** start of Passage shown **
From the start, it's clear that "Elemental" is drawing inspiration from immigrant perspectives. While there's a lot of hope radiating from Bernie and Cinder (voiced by Sheila Ommi) when they arrive in Element City, they face a lot of backlash and discrimination. It's what makes Bernie so invested in preserving his culture and despise anyone who tries to, as he says, "water it down." So, his hesitancy to explore and get to know the cultures around him spreads to Ember as she gets older. In some ways, he grows to have the same hate and uncaring mindset toward those around him and it causes him to become stuck in his beliefs.

However, Ember's growth with Wade starts to change Bernie's mindset and it helps bring him back to the dream he had when he first came to Element City. Rather than following in her father's footsteps to solely preserve the fire culture and block out the rest, she carries on his original dream of bringing their ideas somewhere new while experiencing other cultures. This arc — focused on the obstacles of immigrants and their desires for a better life — comes together in a fulfilling, full-circle fashion.

Another possible explanation

The ending also provides closure for some of the film's themes surrounding xenophobia and complex social constraints connected to interracial dating that are seen throughout the film. As stated before, Bernie and Cinder face a lot of discrimination when they first arrive in Element City and there are some moments and visual cues that show how the fire community is mistreated. The film includes strong depictions of xenophobia through Bernie and Cinder's story but also showcases the social complexity of interracial dating. Before Ember and Wade briefly split apart, Ember tells Wade that he doesn't understand what she and her family go through in their city, and she's not wrong.

Wade hasn't had to experience the discrimination and cultural obstacles that Ember and the fire community have faced in Element City. Although his pleas for Ember to follow her heart are well-intentioned, he doesn't realize that Ember's priorities are a result of a need to preserve their way of life. While Element City's culture isn't completely changed by the end of the film, the characters' perspectives are. Ember and Wade are accepted as a couple and find more acceptance for each other's perspective to grow as individuals. Bernie is able to regain his vision for preserving his culture while also gaining new insights. Things might not be perfect, but relatable lessons have been learned.
** end of Passage shown **
** start of Material supplied **
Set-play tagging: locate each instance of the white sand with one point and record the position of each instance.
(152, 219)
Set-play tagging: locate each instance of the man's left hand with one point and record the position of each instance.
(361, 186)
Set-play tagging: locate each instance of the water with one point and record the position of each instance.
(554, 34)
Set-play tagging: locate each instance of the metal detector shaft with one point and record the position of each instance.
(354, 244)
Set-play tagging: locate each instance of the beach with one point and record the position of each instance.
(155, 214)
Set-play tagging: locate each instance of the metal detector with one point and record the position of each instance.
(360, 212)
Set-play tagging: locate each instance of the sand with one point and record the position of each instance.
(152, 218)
** end of Material supplied **
** start of Material supplied **
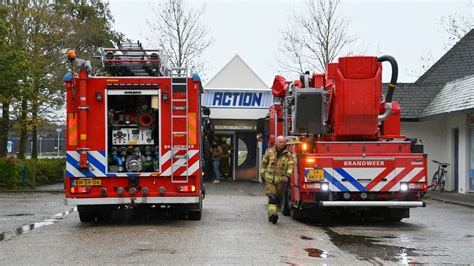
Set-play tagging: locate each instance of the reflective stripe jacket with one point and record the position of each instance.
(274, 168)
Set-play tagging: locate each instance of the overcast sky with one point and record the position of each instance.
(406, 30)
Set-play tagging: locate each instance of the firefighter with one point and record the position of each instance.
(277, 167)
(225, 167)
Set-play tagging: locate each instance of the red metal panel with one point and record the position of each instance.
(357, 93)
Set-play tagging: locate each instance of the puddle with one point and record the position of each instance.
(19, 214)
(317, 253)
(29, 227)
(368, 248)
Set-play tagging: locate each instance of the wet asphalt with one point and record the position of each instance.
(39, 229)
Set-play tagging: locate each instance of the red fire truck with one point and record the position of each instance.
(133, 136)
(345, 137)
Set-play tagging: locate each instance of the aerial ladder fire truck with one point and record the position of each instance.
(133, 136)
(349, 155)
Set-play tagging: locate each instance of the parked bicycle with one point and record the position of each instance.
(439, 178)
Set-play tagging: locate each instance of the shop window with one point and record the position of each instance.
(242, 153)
** end of Material supplied **
** start of Material supplied **
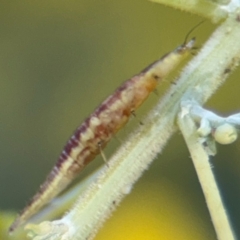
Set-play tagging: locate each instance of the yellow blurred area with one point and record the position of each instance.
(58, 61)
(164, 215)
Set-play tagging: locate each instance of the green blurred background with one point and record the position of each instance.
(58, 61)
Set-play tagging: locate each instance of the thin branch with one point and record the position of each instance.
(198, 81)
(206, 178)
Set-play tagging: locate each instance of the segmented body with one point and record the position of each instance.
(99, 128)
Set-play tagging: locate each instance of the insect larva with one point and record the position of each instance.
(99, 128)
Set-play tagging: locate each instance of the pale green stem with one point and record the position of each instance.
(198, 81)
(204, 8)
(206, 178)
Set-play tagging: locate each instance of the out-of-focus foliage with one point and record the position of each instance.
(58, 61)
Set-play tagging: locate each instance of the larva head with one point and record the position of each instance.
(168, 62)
** end of Material supplied **
## Your goal
Return the portion of the passage about the ending of "Elemental" between "However, Ember's growth" and "fulfilling, full-circle fashion.", inclusive.

## Answer to the exercise
However, Ember's growth with Wade starts to change Bernie's mindset and it helps bring him back to the dream he had when he first came to Element City. Rather than following in her father's footsteps to solely preserve the fire culture and block out the rest, she carries on his original dream of bringing their ideas somewhere new while experiencing other cultures. This arc — focused on the obstacles of immigrants and their desires for a better life — comes together in a fulfilling, full-circle fashion.